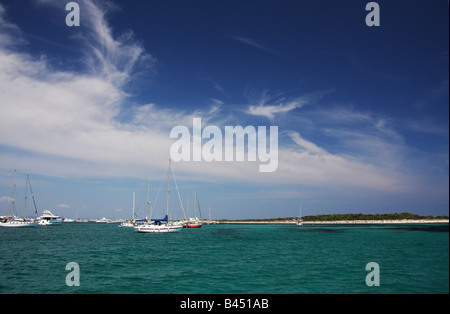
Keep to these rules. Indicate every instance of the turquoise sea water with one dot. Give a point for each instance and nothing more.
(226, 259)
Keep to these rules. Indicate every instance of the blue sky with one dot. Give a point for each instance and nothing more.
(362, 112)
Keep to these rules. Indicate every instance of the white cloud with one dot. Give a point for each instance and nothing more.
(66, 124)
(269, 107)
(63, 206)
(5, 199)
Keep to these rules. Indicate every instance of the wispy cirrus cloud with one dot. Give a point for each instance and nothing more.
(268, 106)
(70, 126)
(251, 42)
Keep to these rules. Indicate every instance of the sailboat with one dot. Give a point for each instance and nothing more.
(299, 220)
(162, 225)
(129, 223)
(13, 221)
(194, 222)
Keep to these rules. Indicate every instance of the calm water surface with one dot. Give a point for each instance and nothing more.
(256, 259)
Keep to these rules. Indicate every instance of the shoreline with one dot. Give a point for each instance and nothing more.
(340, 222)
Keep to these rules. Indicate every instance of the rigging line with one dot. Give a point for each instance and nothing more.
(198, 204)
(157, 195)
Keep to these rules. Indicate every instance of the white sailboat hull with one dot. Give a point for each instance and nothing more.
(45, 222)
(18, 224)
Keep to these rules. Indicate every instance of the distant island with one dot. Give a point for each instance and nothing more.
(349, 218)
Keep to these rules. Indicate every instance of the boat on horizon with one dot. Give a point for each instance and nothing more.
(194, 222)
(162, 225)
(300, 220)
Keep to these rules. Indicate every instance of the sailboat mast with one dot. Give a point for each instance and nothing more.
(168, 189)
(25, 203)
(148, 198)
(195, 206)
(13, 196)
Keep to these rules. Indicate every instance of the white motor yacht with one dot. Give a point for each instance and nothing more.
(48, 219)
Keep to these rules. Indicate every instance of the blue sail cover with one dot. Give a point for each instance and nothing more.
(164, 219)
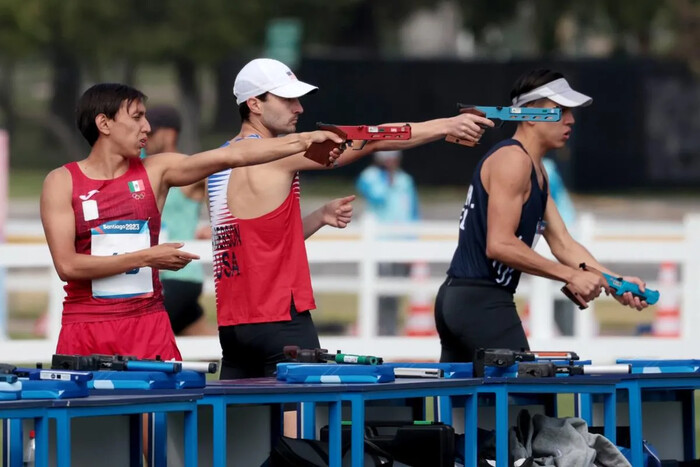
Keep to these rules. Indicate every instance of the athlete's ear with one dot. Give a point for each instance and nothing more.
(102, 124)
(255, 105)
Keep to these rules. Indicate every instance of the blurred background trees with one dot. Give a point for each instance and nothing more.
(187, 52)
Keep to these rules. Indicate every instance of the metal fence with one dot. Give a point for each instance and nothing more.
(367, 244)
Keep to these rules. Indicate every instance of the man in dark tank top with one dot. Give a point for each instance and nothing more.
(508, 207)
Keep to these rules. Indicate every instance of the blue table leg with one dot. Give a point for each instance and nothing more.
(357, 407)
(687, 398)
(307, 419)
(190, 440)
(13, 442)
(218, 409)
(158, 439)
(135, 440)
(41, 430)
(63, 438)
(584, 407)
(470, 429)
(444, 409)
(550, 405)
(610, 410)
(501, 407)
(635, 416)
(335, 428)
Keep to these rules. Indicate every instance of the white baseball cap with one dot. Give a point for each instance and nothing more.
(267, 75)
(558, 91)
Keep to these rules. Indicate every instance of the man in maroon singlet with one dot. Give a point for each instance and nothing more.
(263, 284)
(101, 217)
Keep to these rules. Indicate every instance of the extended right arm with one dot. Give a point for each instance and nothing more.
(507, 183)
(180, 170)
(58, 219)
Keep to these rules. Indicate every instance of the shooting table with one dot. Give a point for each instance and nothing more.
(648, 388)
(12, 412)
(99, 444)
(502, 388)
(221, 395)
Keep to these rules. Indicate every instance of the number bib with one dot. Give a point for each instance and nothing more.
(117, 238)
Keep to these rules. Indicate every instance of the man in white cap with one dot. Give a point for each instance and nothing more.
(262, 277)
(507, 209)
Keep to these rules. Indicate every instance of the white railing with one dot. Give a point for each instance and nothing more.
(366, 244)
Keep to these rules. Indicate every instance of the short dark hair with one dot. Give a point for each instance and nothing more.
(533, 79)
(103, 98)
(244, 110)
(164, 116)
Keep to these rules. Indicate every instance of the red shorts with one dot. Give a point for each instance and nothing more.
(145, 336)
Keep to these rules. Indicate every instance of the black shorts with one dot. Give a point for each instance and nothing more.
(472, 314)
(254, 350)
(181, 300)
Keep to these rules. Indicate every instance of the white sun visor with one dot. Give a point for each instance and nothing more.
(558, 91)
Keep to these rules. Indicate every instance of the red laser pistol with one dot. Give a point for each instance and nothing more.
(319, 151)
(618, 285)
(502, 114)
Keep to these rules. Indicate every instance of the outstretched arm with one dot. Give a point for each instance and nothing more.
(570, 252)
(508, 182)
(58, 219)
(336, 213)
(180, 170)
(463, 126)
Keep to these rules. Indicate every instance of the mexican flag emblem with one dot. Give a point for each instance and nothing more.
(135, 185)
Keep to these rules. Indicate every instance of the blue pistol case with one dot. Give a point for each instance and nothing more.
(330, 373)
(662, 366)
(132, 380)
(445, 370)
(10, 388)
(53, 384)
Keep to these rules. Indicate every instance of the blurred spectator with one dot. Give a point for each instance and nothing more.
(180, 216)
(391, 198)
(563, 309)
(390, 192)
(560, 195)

::::::::

▶ **The request**: Update the items above by replacing "Indicate" with "Mark" and leaving all other text unchanged. Leave the pictures out.

▶ **Exercise output**:
Keep to these rules. Mark every instance of the turquoise sea water with one dot. Give a point for each instance and nothing more.
(226, 259)
Keep to these rules. Mark every instance of the blue sky with one dot. Give a point for each instance and nothing more.
(362, 112)
Keep to these rules. Mark every instance of the white cloud with one dot. Give a point for each instance and nothing more.
(66, 124)
(269, 107)
(63, 206)
(5, 199)
Keep to these rules. Mark every instance of the wispy cirrus cloud with one dot. Give a point for each instance and nothing more.
(268, 106)
(70, 126)
(251, 42)
Keep to these rules. Mark every instance of the sailboat with one dot. Give a point for each instance and nothing more.
(299, 220)
(162, 225)
(129, 223)
(13, 221)
(194, 222)
Keep to these rules. Mark every instance of the calm water surface with one dot. Give a point for each instance and nothing more.
(256, 259)
Keep to these rules. Mark every instance of the shoreline with one dot. Give a point for each instance and nothing more.
(340, 222)
Keep to these rules. Mark every instance of the rigging line with one dot. Give a point for each instance and nothing more.
(198, 204)
(157, 195)
Keep to these rules. Mark every instance of the white sailboat hull with one dot. Give a point for each instance and nothing more.
(45, 222)
(18, 224)
Keep to these rules. Mark every instance of the distant island with one dot. Give a point for each instance and nothing more.
(349, 218)
Keep to these rules. Mark every instance of the boat on horizon with one dot. Give a point for each instance and nothing more.
(194, 222)
(162, 225)
(300, 220)
Keep to these rules. Mark every instance of the sailboat mast with one dot. Give a point for each instance and nothing more.
(168, 189)
(25, 203)
(148, 198)
(195, 206)
(13, 196)
Keep to these rules. Mark every instance of the white motor yacht with one dot. Give a point for each instance and nothing more.
(48, 219)
Keep to these rules. Mark every instance of the blue sail cover with one dot. Give a point for each instance and nothing more.
(164, 219)
Keep to these rules. Mark every instance of the athlete's ear with one dot. Give a point for each instance and nothing more.
(102, 124)
(255, 105)
Keep to these rules. Mark every instance of the blurred background trees with one dot. Give a point for each instance and nothing more.
(187, 52)
Keep to these rules. Mark every instance of the metal fence with one dot. Give a point for each instance and nothing more.
(367, 244)
Keep to these rules. Mark every instance of the man in dark tank top with one dot. Give a point for each instance and nothing more.
(508, 207)
Keep to these rules. Mark every instance of the blue table leg with one dot. Give a point for each instance and nothing more.
(357, 407)
(687, 398)
(307, 419)
(190, 440)
(13, 442)
(218, 409)
(158, 439)
(135, 440)
(41, 430)
(63, 438)
(584, 407)
(470, 429)
(444, 409)
(550, 405)
(610, 410)
(501, 407)
(635, 416)
(335, 428)
Keep to these rules. Mark every instance of the white baseball cap with one dot. Give a point for each instance and nothing more.
(267, 75)
(558, 91)
Keep to these rules. Mark every instance of the man in maroon singlet with one dot. Give a point for each instance and nothing more.
(263, 284)
(101, 217)
Keep to these rules. Mark every instance of the extended right arm with one dot. Give a point for each instance and nothing more.
(507, 183)
(180, 170)
(58, 219)
Keep to these rules. Mark every instance of the shooting table with one dot. Give a point for each instance and nothing more.
(648, 388)
(12, 412)
(99, 444)
(502, 388)
(221, 395)
Keep to these rules. Mark every instance of the number bib with one dot. Give a point for each instance and nothing more.
(117, 238)
Keep to these rules. Mark every instance of the man in white cap with one dot. Give a point for each instance and nothing more.
(262, 277)
(507, 209)
Keep to these rules. Mark every instance of the white railing with one dot. Give a point for each instance and nothing more.
(366, 244)
Keep to these rules. Mark every instance of the short dark hair with one dot. Give a point for each instance and nothing more.
(533, 79)
(103, 98)
(244, 110)
(164, 116)
Keep to these rules. Mark every instance of the red shorts with one dot. Give a point for each instance and nothing more.
(145, 336)
Keep to these rules. Mark every instance of the black shorts with one dot. Give a point for each instance and nothing more.
(472, 314)
(254, 350)
(181, 300)
Keep to these rules. Mark every instance of the white sun visor with one dot. Give a point for each instance and nothing more.
(558, 91)
Keep to these rules. Mark every instance of the red laser pistol with one dot. Give a point for each instance and nothing more.
(319, 151)
(618, 285)
(502, 114)
Keep to these rules. Mark every instance of the outstretched arm with one dot. Give a point for each instance and nothing more.
(570, 252)
(508, 182)
(58, 219)
(336, 213)
(180, 170)
(463, 126)
Keep to these rules. Mark every instance of the mexican flag emblem with one dot. Give a point for each instance and nothing more.
(135, 185)
Keep to these rules. Mark every instance of the blue pistol case with one dot. Give a point for each instance and nothing more.
(330, 373)
(662, 366)
(132, 380)
(445, 370)
(10, 388)
(53, 384)
Keep to these rules. Mark every instance of the blurred spectator with one dot. Give a point for each instance and nothing more.
(180, 216)
(391, 198)
(563, 309)
(390, 192)
(560, 195)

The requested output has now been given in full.